(Stored data entries)
◆ ◆ ◆ ◆ ◆

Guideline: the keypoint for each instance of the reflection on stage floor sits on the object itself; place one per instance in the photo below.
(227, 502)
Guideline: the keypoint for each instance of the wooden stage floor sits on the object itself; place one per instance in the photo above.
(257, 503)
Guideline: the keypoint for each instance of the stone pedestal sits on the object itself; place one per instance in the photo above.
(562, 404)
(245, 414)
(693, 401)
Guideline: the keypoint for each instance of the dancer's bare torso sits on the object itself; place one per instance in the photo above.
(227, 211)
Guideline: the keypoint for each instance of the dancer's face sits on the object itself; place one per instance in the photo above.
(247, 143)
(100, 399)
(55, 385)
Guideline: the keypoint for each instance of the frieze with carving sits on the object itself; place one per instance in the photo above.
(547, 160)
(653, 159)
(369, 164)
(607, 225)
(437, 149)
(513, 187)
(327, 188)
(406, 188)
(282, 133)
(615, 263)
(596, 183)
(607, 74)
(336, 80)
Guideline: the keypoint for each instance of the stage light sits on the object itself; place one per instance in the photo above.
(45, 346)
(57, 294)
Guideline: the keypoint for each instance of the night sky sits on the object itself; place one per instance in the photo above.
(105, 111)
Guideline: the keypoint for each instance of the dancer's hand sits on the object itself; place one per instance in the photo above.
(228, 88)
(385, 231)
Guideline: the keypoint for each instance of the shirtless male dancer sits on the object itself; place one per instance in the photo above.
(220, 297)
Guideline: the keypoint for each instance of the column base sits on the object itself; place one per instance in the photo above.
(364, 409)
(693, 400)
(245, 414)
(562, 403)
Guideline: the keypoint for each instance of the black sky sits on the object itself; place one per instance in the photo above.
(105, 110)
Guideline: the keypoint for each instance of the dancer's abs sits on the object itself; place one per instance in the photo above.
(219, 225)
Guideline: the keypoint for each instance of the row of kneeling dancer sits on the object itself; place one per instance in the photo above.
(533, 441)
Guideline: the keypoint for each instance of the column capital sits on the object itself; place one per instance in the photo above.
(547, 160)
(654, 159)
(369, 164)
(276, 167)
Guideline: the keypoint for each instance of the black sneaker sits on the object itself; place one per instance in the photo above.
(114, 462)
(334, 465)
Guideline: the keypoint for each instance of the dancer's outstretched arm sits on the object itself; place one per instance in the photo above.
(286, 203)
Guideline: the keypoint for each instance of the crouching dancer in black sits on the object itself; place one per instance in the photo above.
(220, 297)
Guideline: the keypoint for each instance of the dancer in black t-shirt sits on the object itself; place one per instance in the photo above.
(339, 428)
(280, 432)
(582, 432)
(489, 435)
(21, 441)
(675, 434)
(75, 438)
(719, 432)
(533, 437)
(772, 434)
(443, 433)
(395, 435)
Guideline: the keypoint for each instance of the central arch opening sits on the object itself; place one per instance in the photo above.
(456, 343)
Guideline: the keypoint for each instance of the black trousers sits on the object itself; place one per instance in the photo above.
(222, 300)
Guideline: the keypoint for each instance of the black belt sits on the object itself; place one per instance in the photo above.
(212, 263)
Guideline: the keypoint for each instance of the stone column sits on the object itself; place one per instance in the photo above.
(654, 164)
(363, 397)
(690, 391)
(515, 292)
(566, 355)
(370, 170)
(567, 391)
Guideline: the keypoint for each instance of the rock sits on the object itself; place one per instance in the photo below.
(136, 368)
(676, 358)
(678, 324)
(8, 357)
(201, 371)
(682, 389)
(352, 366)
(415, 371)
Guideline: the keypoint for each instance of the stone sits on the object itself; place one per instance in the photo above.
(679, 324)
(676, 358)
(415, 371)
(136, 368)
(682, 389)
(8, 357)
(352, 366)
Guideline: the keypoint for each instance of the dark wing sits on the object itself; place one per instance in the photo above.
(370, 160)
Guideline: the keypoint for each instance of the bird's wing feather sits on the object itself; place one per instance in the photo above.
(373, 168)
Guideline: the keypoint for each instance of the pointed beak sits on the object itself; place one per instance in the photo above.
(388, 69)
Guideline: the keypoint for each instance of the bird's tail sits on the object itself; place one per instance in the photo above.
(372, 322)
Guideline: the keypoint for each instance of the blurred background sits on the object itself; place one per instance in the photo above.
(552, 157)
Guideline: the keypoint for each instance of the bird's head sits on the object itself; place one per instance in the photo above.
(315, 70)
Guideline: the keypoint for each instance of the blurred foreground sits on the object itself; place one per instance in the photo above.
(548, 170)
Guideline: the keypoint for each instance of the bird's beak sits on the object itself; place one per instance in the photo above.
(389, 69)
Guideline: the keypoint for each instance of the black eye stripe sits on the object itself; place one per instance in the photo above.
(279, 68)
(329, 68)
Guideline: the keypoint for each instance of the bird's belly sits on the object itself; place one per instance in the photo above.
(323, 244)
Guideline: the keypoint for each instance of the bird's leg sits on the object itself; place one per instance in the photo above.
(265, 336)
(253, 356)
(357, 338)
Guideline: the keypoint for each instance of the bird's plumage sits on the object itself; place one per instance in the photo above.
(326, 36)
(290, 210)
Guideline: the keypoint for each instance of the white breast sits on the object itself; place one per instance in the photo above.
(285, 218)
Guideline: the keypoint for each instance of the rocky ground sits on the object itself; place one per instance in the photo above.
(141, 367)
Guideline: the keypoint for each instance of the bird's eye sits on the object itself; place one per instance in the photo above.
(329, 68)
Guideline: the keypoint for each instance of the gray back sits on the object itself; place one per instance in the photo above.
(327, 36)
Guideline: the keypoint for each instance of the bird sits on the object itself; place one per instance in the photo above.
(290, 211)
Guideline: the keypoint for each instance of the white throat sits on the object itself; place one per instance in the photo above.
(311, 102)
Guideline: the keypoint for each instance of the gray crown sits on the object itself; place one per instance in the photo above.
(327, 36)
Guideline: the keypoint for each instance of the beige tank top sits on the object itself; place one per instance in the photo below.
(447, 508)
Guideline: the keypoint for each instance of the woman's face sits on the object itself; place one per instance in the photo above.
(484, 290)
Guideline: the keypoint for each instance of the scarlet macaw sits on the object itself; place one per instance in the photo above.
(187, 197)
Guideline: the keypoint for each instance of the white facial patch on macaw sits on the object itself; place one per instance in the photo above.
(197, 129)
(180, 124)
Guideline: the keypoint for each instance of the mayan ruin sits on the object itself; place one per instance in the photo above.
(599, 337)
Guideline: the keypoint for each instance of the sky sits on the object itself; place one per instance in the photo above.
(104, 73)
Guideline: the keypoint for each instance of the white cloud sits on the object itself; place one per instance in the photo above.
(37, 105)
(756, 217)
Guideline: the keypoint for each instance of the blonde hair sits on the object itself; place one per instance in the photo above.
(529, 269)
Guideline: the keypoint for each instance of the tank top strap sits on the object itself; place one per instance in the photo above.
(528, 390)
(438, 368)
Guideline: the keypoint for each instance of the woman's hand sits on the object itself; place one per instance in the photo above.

◆ ◆ ◆ ◆ ◆

#### [What is required]
Reproduce all of the material above, line for line and without alteration.

#### [Completed task]
Guideline: the keypoint for each instance of the reflection on stage floor sits on the object itself; place one per instance in the photo below.
(227, 502)
Guideline: the keypoint for each instance of the wooden stage floor sits on the object itself; place one per instance in the photo above.
(257, 503)
Guideline: the keypoint for each instance of the stone pedestal sits on the object itself; place one per instance in the photo above.
(562, 404)
(245, 414)
(693, 401)
Guideline: the keypoint for each instance of the dancer's bare torso sits on the object itself; place one per instance in the photo above.
(227, 211)
Guideline: the keypoint for each instance of the dancer's face sits on the object itself; place one per instance in the photo above.
(247, 143)
(100, 399)
(55, 385)
Guideline: the keypoint for each instance of the frieze with carving sits on the object itself; place one per instance in the photo above.
(547, 160)
(653, 159)
(369, 164)
(607, 225)
(437, 149)
(513, 187)
(327, 188)
(406, 188)
(282, 133)
(615, 263)
(596, 183)
(607, 74)
(336, 80)
Guideline: the keypoint for each instance of the stage light sits on the object itself; place one per instance in the photo above.
(45, 346)
(57, 294)
Guideline: the keypoint for each instance of the night sky sits on the object itself; place one per instance in the photo above.
(105, 111)
Guideline: the keypoint for each instance of the dancer's hand sits on the object itself; place one per instance in the photo above.
(228, 88)
(385, 231)
Guideline: the keypoint for each instance of the shirtless male dancer sits on the object itself; place one per instance in the photo above.
(220, 297)
Guideline: the keypoint for each instance of the column base sits on the object itself; place one per instance in the photo above.
(364, 409)
(693, 400)
(245, 414)
(562, 403)
Guideline: the keypoint for each instance of the black sky sits on the object itself; place one per instance in the photo above.
(105, 110)
Guideline: the keypoint for each instance of the dancer's abs sits on the object itself; place one per instance in the photo above.
(219, 225)
Guideline: the keypoint for each instance of the row of kneeling dancer sits on the object itself; place one per instance in the photo above.
(533, 441)
Guideline: the keypoint for each instance of the column capital sits on the object itself; place one per instance in the photo above.
(547, 160)
(654, 159)
(369, 164)
(276, 167)
Guideline: the keypoint for each instance of the black sneaker sits on the object itself; place one per instance in the photo above.
(114, 462)
(334, 465)
Guideline: the keypoint for each instance of the dancer's outstretched arm sits on the object itself; place one per instance in the photo above.
(286, 203)
Guideline: the keypoint for each instance of the crouching dancer in black sits on the object itself; place one per instance in the photo above.
(220, 297)
Guideline: the keypoint for each instance of the dancer in black t-shirt sits on the object itself; place one per instance in the photo above.
(339, 428)
(280, 432)
(582, 432)
(489, 435)
(21, 441)
(675, 434)
(75, 438)
(719, 432)
(533, 437)
(772, 434)
(443, 433)
(395, 435)
Guideline: the keypoint for each instance of the central arch opening sits on the object itself; place one per instance in the photo above.
(456, 343)
Guideline: the keypoint for each instance of the black trousers sits on the object itself; place one per instance in the photo above.
(222, 300)
Guideline: the keypoint for each instance of the black belt sits on the object itself; place one per instance in the photo above.
(212, 263)
Guideline: the keypoint for each instance of the stone column sits on the object itself; place one per instance in the photo above.
(654, 164)
(363, 397)
(690, 391)
(515, 292)
(566, 355)
(370, 170)
(567, 391)
Guideline: the keypoint for each instance of the rock sits on the object itself; place one per instance in the photo below.
(136, 368)
(676, 358)
(678, 324)
(8, 357)
(201, 371)
(682, 389)
(352, 366)
(415, 371)
Guideline: the keypoint for each instance of the stone sits on the object itself; place one per instance in the photo above.
(679, 324)
(676, 358)
(415, 371)
(136, 368)
(682, 389)
(8, 357)
(352, 366)
Guideline: the keypoint for each instance of the dark wing sits on the object itself; place one per instance in the photo above.
(370, 160)
Guideline: the keypoint for each instance of the bird's wing feather sits on the object itself; place one per instance in the photo above.
(373, 168)
Guideline: the keypoint for each instance of the pointed beak sits on the object itself; place one per instance in the photo above.
(388, 69)
Guideline: the keypoint for each instance of the bird's tail sits on the object itself; place one per instance in the photo above.
(372, 322)
Guideline: the keypoint for each instance of the blurred background sits on the object itself; place one per instance in the photo above.
(552, 157)
Guideline: the keypoint for each instance of the bird's head sits on the object itself; place one per instance in the photo above.
(315, 70)
Guideline: the keypoint for each instance of the blurred foreground sits on the object itself; place one per instance in the photo above.
(548, 170)
Guideline: the keypoint for each instance of the bird's beak sits on the object itself; place one per instance in the photo above.
(389, 69)
Guideline: the keypoint for each instance of the black eye stripe sits on the object itself; place one per instance in the photo above.
(279, 68)
(329, 68)
Guideline: the keypoint for each instance of the bird's belly sits on the object itself; place one per instance in the photo above.
(323, 244)
Guideline: the keypoint for each instance of the bird's leg sits on the object itself; place one per instance in the photo above.
(265, 336)
(253, 356)
(357, 338)
Guideline: the keypoint for each instance of the bird's plumage sits on the object itself; place one per instance in the photo above.
(326, 36)
(290, 210)
Guideline: the keypoint for each instance of the white breast sits on the object itself; place one per instance in the photo above.
(285, 218)
Guideline: the keypoint for each instance of the rocky ground sits on the object itself; place one per instance in the photo above.
(141, 367)
Guideline: the keypoint for each instance of the bird's eye sits on the object itself; place one per instance in the photo above.
(329, 68)
Guideline: the keypoint for each instance of the gray back sits on the object itself; place one per instance in the photo above.
(327, 36)
Guideline: the keypoint for each instance of the bird sits on the object itself; place one per instance in the photo above.
(290, 211)
Guideline: the keypoint for each instance of the white throat sits on the object itself; place one per instance in the photo above.
(311, 102)
Guideline: the keypoint for each instance of the gray crown sits on the object itself; place one per instance in the photo above.
(327, 36)
Guideline: the keypoint for each instance of the beige tank top sits on the object itself; place one per instance in the photo below.
(447, 508)
Guideline: the keypoint for each instance of the woman's face sits on the object itself; place one per instance in the photo above.
(484, 290)
Guideline: the keypoint for each instance of the scarlet macaw sits on the object itself; place one per instance in the photo above.
(187, 197)
Guideline: the keypoint for each instance of the white facial patch on macaw sits on the object itself; place one per instance in the photo above.
(197, 129)
(180, 124)
Guideline: the keypoint for each instance of the mayan ruin sits on the object itself; place one per instance in the photo above.
(599, 337)
Guideline: the keypoint for each instance of the sky sits on the object itself; place one per instance in the photo above.
(104, 73)
Guideline: the keypoint for each instance of the white cloud sits on the object itself; place one per instance in the photo above.
(37, 105)
(756, 217)
Guideline: the keypoint for each instance of the blonde hair sits on the object itself; place one per instance in the photo above.
(529, 269)
Guideline: the keypoint for each instance of the tank top strap sits on the object itself; place one per instance in the photo above.
(528, 390)
(438, 368)
Guideline: the keypoint for each instance of the woman's hand sits on the object itself; place one per instance in the photo above.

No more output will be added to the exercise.